_Given instruction_. Rewrite the listing below with every "one point per instance" changed to "one point for each instance" and nothing else altered.

══ Input rows

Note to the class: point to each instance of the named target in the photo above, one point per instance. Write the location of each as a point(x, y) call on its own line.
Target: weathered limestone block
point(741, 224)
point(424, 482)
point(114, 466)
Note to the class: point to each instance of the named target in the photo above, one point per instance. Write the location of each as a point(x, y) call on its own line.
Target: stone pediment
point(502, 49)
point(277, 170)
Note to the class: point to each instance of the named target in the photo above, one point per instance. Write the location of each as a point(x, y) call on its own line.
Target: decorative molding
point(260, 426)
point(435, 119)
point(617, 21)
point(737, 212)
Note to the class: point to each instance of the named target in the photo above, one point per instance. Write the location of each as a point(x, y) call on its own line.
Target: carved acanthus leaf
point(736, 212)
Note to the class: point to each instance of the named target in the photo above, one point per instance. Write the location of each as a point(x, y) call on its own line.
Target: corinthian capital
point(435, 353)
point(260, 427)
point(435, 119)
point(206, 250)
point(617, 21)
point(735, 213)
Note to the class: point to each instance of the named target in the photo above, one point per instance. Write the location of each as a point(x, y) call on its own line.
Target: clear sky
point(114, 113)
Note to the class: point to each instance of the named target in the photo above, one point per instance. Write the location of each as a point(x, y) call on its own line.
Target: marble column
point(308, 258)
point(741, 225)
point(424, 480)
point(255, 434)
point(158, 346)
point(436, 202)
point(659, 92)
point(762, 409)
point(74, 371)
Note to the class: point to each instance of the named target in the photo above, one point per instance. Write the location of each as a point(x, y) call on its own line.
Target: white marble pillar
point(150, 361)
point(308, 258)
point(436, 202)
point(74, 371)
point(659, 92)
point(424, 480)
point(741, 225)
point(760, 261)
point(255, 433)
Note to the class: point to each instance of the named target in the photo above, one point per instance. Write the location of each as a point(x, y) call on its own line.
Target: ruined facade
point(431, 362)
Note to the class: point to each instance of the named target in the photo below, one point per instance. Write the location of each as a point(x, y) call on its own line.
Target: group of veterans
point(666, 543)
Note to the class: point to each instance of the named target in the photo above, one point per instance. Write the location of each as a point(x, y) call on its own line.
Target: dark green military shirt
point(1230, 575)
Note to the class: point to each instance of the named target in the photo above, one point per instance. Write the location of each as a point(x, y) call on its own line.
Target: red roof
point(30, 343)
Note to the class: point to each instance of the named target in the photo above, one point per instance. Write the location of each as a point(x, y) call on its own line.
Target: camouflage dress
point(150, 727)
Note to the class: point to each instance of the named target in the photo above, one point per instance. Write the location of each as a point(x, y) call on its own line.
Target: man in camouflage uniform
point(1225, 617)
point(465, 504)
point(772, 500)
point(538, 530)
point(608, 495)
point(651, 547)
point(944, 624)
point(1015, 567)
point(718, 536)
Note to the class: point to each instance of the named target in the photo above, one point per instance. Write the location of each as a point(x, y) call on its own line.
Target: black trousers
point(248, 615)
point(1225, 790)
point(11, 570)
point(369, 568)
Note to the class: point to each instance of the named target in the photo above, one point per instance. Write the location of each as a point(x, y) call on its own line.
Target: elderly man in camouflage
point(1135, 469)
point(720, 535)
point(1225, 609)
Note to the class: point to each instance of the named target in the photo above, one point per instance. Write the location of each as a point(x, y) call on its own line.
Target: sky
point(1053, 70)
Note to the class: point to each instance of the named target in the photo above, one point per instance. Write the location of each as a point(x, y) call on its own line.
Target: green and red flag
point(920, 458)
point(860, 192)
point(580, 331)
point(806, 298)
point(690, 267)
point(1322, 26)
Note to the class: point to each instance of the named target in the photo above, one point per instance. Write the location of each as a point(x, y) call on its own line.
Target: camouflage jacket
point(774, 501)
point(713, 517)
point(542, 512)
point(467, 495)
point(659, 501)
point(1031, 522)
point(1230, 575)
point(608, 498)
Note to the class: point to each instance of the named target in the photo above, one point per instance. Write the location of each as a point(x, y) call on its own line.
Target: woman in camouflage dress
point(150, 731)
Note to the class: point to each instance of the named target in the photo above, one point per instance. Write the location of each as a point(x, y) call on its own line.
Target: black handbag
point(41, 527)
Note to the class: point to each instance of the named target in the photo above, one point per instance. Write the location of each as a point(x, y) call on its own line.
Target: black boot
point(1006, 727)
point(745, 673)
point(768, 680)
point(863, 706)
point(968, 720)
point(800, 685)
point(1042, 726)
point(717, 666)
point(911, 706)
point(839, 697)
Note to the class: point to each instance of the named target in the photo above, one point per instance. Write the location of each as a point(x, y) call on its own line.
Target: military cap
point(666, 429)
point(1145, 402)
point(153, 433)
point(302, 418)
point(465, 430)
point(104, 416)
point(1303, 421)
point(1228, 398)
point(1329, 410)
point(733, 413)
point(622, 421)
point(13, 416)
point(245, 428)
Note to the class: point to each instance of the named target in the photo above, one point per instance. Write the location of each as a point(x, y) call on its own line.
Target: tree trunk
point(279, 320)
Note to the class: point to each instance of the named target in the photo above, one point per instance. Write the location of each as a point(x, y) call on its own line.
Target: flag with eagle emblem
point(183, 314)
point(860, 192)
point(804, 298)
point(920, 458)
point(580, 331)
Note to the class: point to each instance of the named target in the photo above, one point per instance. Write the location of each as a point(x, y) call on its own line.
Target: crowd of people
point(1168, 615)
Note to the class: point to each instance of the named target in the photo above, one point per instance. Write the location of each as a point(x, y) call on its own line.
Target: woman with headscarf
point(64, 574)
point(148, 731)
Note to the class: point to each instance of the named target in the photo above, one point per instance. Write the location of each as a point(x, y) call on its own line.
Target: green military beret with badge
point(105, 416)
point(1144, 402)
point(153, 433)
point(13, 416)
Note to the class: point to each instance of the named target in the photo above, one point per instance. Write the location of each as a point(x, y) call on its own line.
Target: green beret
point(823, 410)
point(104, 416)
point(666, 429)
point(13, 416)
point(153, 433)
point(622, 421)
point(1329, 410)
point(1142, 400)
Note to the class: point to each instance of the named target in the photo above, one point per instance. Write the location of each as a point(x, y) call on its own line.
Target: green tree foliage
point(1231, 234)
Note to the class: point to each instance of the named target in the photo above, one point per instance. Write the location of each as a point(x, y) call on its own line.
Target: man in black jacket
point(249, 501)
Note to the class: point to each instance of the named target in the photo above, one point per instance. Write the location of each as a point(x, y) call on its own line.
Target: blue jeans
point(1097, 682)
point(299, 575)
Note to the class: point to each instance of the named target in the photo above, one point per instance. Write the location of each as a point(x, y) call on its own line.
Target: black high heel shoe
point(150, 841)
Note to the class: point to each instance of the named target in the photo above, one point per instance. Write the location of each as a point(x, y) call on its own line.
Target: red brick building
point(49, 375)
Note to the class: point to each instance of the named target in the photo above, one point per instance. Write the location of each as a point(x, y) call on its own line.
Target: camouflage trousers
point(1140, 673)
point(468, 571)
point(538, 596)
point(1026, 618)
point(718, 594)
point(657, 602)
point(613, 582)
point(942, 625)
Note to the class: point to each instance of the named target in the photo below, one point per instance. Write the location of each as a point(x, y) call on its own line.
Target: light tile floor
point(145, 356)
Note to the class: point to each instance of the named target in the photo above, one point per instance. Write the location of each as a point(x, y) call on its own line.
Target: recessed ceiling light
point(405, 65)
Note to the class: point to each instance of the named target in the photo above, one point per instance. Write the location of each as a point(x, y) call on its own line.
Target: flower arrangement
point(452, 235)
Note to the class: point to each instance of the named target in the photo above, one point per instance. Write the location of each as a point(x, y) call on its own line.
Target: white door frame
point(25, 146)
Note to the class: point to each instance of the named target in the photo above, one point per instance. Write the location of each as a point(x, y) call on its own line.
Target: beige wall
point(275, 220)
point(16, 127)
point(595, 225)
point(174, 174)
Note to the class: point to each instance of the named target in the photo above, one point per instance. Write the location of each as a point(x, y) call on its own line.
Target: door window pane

════

_Written answer_.
Note to the class: point to each instance of the named target in the photo above, one point for each instance. Write the location of each as a point(x, y) call on its own line.
Target: weathered limestone block
point(741, 224)
point(424, 482)
point(114, 466)
Note to the class: point to each instance of the named target in the photo above, one point for each instance. Write the location of each as a point(x, y) call on its own line.
Target: stone pediment
point(502, 49)
point(277, 170)
Note to the class: point to each instance of the named target in the photo above, one point for each instance. Write the location of each as a point(x, y) call on its own line.
Target: decorative molding
point(260, 426)
point(435, 119)
point(617, 21)
point(737, 212)
Note to the class: point to each instance of the named target in the photo above, one point for each instance. Write the location of each as a point(x, y) call on its own line.
Target: carved acanthus leaf
point(736, 212)
Note to the class: point to each instance of the named target in the photo above, one point for each instance. Write the location of each as a point(x, y) call on its own line.
Target: corinthian capital
point(435, 353)
point(260, 427)
point(435, 119)
point(206, 250)
point(617, 21)
point(735, 213)
Note to the class: point to each instance of the named target in the photo above, one point for each instance. Write the location of each as a point(x, y) call on its own line.
Target: clear sky
point(114, 113)
Note to the class: point to each instance of the named target in the photo above, one point for each instance. Write the location of each as a point(x, y) call on its own line.
Target: marble column
point(308, 258)
point(741, 225)
point(424, 480)
point(255, 434)
point(158, 346)
point(436, 202)
point(659, 92)
point(762, 409)
point(74, 371)
Note to the class: point to each instance of the named target in the photo above, one point for each instance. Write the location of each as a point(x, y) call on its own line.
Target: white marble pillar
point(150, 361)
point(308, 258)
point(436, 202)
point(74, 371)
point(659, 92)
point(424, 480)
point(741, 225)
point(760, 261)
point(255, 433)
Note to the class: point to each instance of the named target in the photo above, one point for each instance. Write the location of each as a point(x, y) call on its own line.
Target: ruined facade
point(431, 362)
Note to the class: point to each instance of the named target in the photo below, one point for each instance. Write the location of each as a point(x, y) call on its own line.
Target: group of veterans
point(666, 543)
Note to the class: point to each instance of the named target in the photo above, one point for each instance. Write the location of each as a point(x, y) call on its own line.
Target: dark green military shirt
point(1230, 575)
Note to the class: point to each instance of the named target in the photo above, one point for each instance. Write the location of each as a point(x, y) call on its own line.
Target: red roof
point(30, 343)
Note to the class: point to each instance of the named target in the photo above, one point for each instance. Write the location of each as a point(x, y) call on its own line.
Target: camouflage dress
point(150, 727)
Note to the class: point to each instance of the named target in the photo above, one point for each instance. Write the location of each as a point(x, y) call on its own line.
Target: man in camouflage uniform
point(1225, 617)
point(465, 504)
point(772, 500)
point(538, 530)
point(608, 495)
point(651, 547)
point(944, 624)
point(1015, 567)
point(718, 536)
Note to the class: point to each instance of the named target in the photo above, one point for each instance. Write the location of each as a point(x, y) call on its own line.
Target: black trousers
point(248, 615)
point(1225, 790)
point(11, 570)
point(369, 568)
Note to the class: point to each instance of the named target in the photo above, one point for each instance. Write the location of each as a point(x, y) call on its own line.
Target: elderly man in camouflage
point(1135, 469)
point(720, 535)
point(1225, 609)
Note to the class: point to each instance of the named target in the photo above, one point for each instance. Write the location of each as a point(x, y) call on its own line.
Target: sky
point(1053, 70)
Note to the class: point to each instance of the named target in the photo above, one point for each instance. Write the location of each as a point(x, y) call on its own line.
Target: green and red flag
point(920, 458)
point(860, 192)
point(580, 331)
point(806, 298)
point(690, 267)
point(1322, 26)
Note to the class: point to each instance of the named target in the photo above, one point for each instance. Write the location of each as a point(x, y) call on its own line.
Target: camouflage jacket
point(774, 501)
point(713, 517)
point(542, 512)
point(467, 495)
point(659, 501)
point(1031, 522)
point(1230, 575)
point(608, 498)
Note to the class: point to each instance of the named target in the photo above, one point for each instance. Write the location of each as a point(x, y) call on its own line.
Target: woman in camouflage dress
point(150, 731)
Note to the class: point to each instance of the named target in the photo above, one point for each instance. Write the location of each as a point(x, y) call on its own line.
Target: black handbag
point(41, 527)
Note to the class: point to each instance of the named target in the photo above, one point for each instance. Write the location of each as a point(x, y) call on its own line.
Target: black boot
point(1006, 727)
point(745, 673)
point(768, 680)
point(863, 706)
point(968, 720)
point(800, 685)
point(1042, 726)
point(717, 666)
point(911, 706)
point(839, 697)
Note to the class: point to each instance of the named target in the photo above, one point for each instance. Write the location of each as a point(x, y) call on its own line.
Target: military cap
point(666, 429)
point(1145, 402)
point(153, 433)
point(302, 418)
point(465, 430)
point(104, 416)
point(1303, 421)
point(1228, 398)
point(1329, 410)
point(733, 413)
point(622, 421)
point(13, 416)
point(245, 428)
Note to the class: point to each instance of the named target in the photo above, one point for each instance. Write the location of each as a point(x, y) call on its own line.
Target: tree trunk
point(279, 320)
Note to the class: point to each instance of the named target in the photo above, one point for each instance. Write the location of each as a point(x, y) call on its own line.
Target: flag with eagle emblem
point(183, 314)
point(860, 192)
point(804, 298)
point(920, 458)
point(580, 331)
Note to the class: point to each instance of the named target in the photo above, one point for each instance. Write the location of each as a point(x, y) call on its own line.
Target: crowd of people
point(1168, 615)
Note to the class: point to each instance of the named target in the photo above, one point for each instance. Write the location of each as a point(x, y) call on its own line.
Target: woman with headscarf
point(64, 574)
point(148, 731)
Note to the class: point to each instance of the named target in the photo above, one point for each instance. Write the location of each as a point(x, y) call on its own line.
Target: green military beret with badge
point(105, 416)
point(1144, 402)
point(153, 433)
point(13, 416)
Note to the class: point to each instance of the named target in the photo above, one point for each instance. Write the location of each as a point(x, y) call on its own line.
Target: green beret
point(823, 410)
point(104, 416)
point(666, 429)
point(13, 416)
point(153, 433)
point(622, 421)
point(1329, 410)
point(1142, 400)
Note to the class: point to each instance of the named target in the photo above, one point for each instance. Write the location of each as a point(x, y) call on its own line.
Target: green tree foliage
point(1231, 234)
Note to the class: point to each instance of the named target in the photo above, one point for each instance. Write the location of each as a point(x, y) call on its own line.
Target: man in black jacket
point(249, 501)
Note to the class: point to each instance of the named target in the photo above, one point for each instance. Write the location of each as a point(x, y) call on its own line.
Target: blue jeans
point(1097, 682)
point(299, 575)
Note to the class: point to each instance of the named target in the photo above, one point for each instance. Write the location of each as a point(x, y) call on its own line.
Target: black high heel shoe
point(150, 841)
Note to the class: point to each instance of the named target in the photo above, one point for each instance. Write the location of each as a point(x, y) call on its own line.
Target: red brick building
point(49, 375)
Note to the class: point to each instance of the named target in the photo above, one point for each instance. Write the location of each as a point(x, y) call on its own line.
Target: camouflage trousers
point(1140, 673)
point(468, 571)
point(538, 596)
point(1026, 618)
point(718, 594)
point(657, 602)
point(613, 582)
point(942, 625)
Note to the class: point to each instance of the named target in the photo below, one point for each instance. Write the location of each as a point(x, y) call on its own line.
Target: light tile floor
point(145, 356)
Note to the class: point to each instance of the named target in the photo above, one point for each instance. Write the location of each as a point(x, y) call on its own line.
Target: recessed ceiling light
point(405, 65)
Note to the class: point to each instance of the named target in the photo above, one point for each instance. Write the location of each as a point(x, y) call on its own line.
Target: flower arrangement
point(452, 235)
Note to the class: point to each instance of the named target in the photo above, one point for each instance. Write the location of each as a point(x, y) call on its own line.
Target: white door frame
point(25, 146)
Note to the class: point to each instance of the named target in the photo above, one point for each instance. Write the location of each as a point(x, y) call on its own line.
Target: beige wall
point(275, 220)
point(16, 127)
point(595, 225)
point(174, 174)
Note to the class: point to each instance of the named target in the photo above, one point for each instance. Write the location of each as a point(x, y) call on its own line.
Target: door window pane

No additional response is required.